Task instructions: Go line by line through the records below. Copy whichever lines contain the string "green".

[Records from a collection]
+-------+

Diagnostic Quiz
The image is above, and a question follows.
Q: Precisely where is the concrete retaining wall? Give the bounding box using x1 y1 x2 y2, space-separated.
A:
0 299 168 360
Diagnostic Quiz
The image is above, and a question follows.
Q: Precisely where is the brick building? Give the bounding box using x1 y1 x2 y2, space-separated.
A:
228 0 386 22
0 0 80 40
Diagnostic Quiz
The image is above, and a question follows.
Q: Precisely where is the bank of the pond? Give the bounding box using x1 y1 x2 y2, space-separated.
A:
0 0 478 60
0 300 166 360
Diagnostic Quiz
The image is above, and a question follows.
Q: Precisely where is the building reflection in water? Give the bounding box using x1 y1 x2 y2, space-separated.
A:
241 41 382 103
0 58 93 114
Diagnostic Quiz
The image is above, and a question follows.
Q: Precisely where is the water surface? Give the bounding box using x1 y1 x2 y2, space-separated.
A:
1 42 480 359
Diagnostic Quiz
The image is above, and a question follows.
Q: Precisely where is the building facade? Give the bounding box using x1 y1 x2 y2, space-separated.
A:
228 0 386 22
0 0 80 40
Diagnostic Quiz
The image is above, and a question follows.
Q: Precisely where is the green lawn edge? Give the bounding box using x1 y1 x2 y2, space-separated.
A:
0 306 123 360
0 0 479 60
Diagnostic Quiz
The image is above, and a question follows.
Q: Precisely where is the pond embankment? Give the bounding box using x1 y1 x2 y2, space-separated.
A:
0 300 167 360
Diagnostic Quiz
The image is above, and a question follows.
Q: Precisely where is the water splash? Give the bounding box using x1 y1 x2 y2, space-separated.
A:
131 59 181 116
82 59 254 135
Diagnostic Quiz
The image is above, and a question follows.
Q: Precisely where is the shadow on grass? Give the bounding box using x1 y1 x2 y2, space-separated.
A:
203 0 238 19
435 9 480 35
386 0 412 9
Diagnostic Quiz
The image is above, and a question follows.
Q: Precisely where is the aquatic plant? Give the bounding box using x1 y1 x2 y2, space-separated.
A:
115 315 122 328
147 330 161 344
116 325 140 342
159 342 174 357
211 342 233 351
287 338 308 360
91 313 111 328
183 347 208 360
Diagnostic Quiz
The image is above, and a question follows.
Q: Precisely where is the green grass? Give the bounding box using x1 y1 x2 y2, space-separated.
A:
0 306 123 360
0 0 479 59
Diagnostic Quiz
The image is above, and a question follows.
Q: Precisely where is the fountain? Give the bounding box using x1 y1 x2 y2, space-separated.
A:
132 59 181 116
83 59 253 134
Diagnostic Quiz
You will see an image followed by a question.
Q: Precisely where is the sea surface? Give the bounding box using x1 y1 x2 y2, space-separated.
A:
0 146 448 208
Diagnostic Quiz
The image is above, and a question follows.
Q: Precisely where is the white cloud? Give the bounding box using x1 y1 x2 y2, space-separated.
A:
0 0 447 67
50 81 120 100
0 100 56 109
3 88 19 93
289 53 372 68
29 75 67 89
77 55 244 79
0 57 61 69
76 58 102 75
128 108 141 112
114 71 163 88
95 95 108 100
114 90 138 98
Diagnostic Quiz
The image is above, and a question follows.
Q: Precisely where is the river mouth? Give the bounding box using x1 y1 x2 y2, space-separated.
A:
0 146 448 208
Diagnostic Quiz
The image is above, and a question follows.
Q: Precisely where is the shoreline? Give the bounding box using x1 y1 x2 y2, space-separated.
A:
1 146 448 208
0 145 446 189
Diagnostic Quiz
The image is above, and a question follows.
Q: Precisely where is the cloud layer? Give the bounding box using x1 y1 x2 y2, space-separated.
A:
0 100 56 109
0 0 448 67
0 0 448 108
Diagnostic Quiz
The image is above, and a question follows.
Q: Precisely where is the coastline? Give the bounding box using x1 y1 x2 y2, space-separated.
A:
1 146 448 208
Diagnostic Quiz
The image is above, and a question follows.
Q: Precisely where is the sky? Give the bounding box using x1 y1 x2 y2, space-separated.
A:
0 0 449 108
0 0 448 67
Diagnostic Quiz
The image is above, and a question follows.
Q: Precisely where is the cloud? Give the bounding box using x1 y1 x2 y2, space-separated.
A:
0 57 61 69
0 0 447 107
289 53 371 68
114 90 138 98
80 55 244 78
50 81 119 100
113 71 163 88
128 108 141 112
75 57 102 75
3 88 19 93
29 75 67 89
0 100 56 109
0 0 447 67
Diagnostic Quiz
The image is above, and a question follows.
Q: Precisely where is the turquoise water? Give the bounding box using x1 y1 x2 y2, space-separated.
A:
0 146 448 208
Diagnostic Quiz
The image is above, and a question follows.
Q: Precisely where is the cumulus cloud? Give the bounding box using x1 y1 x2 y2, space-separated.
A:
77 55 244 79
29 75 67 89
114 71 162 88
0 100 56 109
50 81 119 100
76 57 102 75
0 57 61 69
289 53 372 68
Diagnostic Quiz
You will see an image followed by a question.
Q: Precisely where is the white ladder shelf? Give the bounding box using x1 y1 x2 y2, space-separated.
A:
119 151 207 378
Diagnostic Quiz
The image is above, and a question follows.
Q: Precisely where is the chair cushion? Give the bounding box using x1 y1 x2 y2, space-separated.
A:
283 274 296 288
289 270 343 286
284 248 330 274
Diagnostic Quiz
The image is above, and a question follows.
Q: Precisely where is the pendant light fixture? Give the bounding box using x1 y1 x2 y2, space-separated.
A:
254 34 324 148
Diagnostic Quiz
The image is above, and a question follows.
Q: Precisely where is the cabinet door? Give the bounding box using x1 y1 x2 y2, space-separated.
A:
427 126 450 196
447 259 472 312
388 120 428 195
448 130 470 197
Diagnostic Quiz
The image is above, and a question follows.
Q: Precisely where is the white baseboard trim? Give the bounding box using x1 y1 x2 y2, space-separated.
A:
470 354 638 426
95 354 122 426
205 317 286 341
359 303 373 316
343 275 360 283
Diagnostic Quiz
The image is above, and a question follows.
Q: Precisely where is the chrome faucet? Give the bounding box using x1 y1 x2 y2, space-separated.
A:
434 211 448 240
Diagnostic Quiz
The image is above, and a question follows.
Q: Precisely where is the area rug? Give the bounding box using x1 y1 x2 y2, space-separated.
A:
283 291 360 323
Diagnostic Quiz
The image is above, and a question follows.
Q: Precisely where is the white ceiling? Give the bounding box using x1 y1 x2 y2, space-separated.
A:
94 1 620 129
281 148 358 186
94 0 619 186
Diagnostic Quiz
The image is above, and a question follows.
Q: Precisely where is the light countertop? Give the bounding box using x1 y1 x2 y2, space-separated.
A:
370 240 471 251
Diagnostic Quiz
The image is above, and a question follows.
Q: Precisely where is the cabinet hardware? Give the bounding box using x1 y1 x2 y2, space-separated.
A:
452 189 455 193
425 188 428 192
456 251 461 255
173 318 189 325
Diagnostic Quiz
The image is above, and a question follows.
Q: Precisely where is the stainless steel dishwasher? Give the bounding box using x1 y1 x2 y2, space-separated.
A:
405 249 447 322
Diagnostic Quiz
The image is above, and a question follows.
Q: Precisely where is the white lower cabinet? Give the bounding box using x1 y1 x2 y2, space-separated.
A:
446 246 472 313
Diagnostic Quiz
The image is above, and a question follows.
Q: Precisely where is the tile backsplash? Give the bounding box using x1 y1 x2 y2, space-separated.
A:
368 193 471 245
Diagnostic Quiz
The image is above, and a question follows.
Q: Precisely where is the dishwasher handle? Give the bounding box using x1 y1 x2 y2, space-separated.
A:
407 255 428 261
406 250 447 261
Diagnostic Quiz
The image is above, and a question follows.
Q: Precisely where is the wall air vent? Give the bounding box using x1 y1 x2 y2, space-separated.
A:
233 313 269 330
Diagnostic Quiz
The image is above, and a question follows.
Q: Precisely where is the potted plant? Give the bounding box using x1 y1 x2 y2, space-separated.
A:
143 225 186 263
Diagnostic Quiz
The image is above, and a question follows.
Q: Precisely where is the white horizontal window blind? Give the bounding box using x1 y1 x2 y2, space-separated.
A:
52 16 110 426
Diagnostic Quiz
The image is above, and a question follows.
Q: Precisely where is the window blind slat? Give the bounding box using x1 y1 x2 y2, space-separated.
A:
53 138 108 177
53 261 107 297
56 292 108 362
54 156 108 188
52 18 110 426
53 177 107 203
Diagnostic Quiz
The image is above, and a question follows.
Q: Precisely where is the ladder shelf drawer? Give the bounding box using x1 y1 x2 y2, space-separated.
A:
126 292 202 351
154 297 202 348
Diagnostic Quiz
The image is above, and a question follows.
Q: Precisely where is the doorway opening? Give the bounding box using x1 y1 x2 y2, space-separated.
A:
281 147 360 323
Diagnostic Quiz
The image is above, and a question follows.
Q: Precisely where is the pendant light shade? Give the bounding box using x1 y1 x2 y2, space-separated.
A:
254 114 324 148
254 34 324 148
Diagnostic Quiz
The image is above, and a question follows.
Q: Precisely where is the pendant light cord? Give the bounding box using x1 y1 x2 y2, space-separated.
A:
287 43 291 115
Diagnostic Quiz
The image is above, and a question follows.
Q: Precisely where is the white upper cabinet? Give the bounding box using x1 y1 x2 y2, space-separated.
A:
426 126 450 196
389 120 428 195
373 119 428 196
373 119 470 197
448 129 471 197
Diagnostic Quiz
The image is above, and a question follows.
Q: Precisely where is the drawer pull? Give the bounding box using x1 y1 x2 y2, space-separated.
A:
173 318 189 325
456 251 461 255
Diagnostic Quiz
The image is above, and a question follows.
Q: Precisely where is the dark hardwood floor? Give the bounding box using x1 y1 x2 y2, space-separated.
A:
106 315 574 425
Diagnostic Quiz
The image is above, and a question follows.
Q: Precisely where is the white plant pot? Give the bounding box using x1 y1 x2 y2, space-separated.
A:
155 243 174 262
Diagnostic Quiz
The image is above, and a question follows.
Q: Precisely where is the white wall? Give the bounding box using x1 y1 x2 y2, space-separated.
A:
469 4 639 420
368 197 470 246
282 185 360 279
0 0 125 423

+-------+

Result of the exercise:
Q: Precisely where is the green lawn edge? Give the bounding box using x1 y1 x2 y2, space-separated.
Q: Precisely where is the green grass? Give the bounding box using x1 y1 x2 y2, space-separated.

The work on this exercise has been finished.